== Goal of the exercise ==
Across the entries below, how many lines have the string "concrete" in them? Reply with only the number.

Dataset extract START

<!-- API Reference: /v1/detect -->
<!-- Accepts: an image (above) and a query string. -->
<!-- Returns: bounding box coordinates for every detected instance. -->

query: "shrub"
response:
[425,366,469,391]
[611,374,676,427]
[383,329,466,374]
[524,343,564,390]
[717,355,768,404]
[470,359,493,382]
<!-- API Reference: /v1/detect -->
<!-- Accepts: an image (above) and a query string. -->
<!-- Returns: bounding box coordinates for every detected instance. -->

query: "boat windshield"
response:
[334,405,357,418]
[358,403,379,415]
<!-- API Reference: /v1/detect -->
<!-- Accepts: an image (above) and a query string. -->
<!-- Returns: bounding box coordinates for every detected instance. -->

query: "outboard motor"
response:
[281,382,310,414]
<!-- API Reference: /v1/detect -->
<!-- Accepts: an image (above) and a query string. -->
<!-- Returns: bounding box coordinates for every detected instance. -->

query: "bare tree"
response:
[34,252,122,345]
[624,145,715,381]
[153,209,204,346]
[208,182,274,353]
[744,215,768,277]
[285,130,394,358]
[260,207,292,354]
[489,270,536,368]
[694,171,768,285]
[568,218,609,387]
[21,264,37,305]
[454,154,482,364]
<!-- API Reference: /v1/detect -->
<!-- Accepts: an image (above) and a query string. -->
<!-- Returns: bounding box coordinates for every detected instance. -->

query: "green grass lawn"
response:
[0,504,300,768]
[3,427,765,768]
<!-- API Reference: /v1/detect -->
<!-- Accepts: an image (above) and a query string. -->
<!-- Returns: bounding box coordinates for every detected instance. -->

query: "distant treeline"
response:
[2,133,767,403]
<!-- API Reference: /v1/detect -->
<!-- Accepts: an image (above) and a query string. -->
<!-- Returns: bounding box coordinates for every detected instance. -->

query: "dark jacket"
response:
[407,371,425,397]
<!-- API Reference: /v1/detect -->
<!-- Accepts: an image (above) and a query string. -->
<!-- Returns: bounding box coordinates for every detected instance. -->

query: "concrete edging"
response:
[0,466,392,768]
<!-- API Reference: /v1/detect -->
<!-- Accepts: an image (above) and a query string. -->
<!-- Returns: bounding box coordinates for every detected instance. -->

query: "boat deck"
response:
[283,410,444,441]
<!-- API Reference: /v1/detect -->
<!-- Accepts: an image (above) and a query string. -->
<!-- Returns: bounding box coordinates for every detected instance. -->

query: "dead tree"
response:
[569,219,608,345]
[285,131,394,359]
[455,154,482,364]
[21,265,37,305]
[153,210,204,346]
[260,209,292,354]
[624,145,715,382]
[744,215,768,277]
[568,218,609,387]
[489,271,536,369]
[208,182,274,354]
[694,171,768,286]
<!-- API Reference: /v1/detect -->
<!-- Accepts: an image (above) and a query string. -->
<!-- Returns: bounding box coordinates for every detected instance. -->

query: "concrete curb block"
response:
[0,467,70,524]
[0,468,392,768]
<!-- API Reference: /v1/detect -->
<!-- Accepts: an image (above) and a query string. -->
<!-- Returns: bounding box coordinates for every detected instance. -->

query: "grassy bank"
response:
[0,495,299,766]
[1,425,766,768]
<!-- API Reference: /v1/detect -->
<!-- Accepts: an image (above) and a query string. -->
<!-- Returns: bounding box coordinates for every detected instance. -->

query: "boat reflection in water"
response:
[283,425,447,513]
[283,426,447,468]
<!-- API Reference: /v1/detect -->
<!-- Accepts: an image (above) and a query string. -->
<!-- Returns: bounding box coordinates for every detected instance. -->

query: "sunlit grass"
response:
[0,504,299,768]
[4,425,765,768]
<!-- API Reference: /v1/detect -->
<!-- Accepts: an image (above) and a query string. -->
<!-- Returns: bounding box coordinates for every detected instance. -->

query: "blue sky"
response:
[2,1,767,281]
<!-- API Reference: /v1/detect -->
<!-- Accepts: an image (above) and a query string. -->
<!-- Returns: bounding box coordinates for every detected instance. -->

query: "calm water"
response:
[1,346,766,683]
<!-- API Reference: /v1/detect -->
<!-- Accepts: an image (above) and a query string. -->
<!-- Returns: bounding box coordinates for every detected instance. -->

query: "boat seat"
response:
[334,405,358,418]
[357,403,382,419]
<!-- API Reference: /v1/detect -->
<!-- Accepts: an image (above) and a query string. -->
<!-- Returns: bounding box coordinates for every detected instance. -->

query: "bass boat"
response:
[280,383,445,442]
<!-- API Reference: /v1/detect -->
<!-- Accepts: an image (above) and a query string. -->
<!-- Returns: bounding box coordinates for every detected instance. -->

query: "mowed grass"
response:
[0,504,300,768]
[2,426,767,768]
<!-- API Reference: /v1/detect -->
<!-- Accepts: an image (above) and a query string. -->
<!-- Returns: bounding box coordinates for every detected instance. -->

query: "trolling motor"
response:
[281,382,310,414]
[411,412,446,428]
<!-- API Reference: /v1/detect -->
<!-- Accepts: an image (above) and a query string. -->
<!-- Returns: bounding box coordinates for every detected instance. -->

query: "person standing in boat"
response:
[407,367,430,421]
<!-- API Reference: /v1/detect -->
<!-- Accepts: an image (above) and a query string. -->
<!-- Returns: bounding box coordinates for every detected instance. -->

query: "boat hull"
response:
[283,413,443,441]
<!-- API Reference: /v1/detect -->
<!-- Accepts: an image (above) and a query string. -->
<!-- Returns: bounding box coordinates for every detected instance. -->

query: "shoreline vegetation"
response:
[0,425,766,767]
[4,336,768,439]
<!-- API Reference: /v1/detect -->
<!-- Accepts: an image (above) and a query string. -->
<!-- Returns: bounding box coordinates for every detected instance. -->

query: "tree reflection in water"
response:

Dataset extract END

== Written answer ==
2